== Record list ==

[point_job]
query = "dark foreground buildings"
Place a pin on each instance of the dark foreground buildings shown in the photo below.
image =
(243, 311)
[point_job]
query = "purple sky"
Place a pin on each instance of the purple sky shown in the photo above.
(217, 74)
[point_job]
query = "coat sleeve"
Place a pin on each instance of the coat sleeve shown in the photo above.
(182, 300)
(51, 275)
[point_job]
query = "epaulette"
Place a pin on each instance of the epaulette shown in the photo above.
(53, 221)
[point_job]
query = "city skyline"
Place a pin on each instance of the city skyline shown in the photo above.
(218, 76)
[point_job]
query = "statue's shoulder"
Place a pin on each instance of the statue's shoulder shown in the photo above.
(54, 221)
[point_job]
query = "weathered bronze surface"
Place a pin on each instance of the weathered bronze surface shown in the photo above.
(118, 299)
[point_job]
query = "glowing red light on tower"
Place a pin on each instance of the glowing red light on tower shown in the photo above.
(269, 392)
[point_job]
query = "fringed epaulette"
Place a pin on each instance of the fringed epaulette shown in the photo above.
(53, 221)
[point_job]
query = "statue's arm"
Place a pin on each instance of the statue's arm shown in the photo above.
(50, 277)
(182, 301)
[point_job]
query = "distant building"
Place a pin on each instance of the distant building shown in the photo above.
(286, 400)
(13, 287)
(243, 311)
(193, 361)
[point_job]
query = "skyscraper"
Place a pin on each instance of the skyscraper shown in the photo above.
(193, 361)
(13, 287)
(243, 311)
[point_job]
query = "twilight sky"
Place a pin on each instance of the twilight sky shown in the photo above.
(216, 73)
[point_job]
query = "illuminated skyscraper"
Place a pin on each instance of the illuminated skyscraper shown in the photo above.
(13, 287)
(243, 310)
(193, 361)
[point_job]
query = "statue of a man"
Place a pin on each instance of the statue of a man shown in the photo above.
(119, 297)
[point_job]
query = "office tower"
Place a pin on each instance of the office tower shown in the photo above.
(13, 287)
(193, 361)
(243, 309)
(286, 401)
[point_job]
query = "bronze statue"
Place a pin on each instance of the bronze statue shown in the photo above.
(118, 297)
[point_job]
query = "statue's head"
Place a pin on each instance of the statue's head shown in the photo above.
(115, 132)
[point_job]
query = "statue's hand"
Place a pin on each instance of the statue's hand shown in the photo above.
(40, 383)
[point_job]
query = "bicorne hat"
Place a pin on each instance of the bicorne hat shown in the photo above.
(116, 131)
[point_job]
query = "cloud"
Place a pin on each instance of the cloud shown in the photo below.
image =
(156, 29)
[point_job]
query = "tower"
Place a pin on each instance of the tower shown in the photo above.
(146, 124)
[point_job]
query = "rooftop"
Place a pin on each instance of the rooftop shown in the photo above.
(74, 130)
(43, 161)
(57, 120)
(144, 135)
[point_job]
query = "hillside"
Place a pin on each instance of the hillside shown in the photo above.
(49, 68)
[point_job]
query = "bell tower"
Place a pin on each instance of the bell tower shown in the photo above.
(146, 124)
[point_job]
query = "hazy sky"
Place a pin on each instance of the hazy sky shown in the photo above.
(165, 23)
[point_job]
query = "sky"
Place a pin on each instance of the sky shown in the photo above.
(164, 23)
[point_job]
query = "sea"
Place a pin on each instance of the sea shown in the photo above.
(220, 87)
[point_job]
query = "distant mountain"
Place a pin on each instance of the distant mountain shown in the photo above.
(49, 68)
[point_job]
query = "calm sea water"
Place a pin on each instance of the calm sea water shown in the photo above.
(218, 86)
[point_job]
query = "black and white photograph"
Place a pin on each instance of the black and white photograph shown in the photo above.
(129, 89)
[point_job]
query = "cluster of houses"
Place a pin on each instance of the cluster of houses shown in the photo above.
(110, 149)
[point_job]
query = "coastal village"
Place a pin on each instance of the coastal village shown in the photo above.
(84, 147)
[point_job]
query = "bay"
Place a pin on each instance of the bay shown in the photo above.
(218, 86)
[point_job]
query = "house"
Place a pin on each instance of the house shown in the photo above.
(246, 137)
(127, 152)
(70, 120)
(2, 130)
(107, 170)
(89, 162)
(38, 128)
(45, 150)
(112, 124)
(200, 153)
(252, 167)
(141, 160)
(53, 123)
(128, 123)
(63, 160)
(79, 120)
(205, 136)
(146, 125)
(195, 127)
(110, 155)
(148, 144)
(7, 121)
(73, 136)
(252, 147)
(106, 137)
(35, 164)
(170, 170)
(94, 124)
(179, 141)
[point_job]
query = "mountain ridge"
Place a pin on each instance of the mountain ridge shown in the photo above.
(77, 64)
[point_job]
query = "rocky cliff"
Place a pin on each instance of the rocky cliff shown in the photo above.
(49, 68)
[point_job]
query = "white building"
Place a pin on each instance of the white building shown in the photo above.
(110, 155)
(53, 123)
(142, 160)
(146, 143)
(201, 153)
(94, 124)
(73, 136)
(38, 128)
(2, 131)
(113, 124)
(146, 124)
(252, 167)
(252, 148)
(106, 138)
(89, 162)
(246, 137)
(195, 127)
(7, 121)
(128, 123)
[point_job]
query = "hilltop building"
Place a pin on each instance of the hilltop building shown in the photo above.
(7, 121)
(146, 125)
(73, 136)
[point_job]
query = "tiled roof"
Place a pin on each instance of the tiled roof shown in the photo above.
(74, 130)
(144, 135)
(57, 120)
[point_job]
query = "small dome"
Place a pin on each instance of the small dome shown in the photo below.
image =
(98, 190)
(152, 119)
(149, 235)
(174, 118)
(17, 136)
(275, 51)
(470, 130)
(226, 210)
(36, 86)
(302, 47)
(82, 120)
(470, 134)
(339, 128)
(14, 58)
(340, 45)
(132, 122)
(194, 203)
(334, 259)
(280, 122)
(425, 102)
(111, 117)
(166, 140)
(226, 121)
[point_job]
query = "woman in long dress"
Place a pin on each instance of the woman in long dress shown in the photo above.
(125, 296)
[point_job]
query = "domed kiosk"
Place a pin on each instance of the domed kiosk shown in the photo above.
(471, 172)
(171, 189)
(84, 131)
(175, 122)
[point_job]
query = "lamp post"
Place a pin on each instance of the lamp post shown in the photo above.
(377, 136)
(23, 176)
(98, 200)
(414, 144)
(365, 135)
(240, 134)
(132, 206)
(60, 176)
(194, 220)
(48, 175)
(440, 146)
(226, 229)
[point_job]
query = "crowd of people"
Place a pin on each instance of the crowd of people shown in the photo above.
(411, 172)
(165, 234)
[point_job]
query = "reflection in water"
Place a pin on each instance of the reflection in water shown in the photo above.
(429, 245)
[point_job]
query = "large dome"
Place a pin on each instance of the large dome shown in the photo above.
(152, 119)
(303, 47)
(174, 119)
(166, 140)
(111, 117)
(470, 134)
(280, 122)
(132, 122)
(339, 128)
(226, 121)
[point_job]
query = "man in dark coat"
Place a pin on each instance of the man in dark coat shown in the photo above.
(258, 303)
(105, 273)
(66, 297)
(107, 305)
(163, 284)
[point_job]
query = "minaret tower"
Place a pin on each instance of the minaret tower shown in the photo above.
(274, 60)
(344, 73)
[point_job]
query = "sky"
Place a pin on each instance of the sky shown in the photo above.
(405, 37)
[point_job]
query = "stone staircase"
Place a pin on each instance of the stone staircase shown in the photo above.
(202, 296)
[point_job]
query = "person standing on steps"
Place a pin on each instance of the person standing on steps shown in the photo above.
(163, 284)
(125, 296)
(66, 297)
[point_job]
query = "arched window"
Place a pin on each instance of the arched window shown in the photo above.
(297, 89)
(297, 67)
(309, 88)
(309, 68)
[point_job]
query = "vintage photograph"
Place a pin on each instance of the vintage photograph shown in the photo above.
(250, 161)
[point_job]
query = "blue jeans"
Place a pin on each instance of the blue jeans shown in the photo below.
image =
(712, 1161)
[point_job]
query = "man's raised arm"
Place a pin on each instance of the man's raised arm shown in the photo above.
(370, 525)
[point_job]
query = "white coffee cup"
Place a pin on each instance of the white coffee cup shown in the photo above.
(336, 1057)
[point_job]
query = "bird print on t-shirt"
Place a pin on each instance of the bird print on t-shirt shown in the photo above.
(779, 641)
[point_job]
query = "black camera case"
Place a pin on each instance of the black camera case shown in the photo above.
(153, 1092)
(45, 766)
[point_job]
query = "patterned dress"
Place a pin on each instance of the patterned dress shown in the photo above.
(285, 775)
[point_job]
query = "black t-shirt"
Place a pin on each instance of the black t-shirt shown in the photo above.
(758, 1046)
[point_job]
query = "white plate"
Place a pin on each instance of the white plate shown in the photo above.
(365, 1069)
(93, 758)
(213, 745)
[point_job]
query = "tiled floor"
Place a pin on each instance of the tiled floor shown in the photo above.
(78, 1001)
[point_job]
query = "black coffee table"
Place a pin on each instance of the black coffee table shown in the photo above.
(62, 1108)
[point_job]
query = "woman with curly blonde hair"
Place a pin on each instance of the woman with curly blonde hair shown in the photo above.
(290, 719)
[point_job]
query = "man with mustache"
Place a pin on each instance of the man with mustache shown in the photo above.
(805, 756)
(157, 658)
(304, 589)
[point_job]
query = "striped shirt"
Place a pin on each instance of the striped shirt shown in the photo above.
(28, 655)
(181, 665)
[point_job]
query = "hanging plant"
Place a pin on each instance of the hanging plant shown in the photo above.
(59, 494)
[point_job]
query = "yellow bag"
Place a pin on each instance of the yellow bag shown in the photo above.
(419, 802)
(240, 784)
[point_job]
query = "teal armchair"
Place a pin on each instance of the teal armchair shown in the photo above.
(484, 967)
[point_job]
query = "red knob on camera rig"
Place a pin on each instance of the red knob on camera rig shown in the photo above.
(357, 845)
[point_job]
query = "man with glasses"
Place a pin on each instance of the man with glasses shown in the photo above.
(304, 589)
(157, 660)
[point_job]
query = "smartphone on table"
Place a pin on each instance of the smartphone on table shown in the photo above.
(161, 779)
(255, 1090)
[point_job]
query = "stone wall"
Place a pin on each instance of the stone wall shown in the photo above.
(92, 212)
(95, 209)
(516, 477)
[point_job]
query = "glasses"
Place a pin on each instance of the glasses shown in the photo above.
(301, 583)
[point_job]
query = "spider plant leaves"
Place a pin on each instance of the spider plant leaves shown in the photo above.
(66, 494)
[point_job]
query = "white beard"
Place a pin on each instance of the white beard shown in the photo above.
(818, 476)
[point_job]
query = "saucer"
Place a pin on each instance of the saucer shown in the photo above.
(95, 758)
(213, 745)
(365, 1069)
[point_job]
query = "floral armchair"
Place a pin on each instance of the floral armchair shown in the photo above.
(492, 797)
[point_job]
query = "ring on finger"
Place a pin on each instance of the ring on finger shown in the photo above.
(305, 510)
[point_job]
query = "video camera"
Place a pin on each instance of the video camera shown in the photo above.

===

* **Description of the task**:
State how many lines of the data above contain the word "woman", treating uppercase and lowercase as different, and give only the number.

* **Output of the task**:
4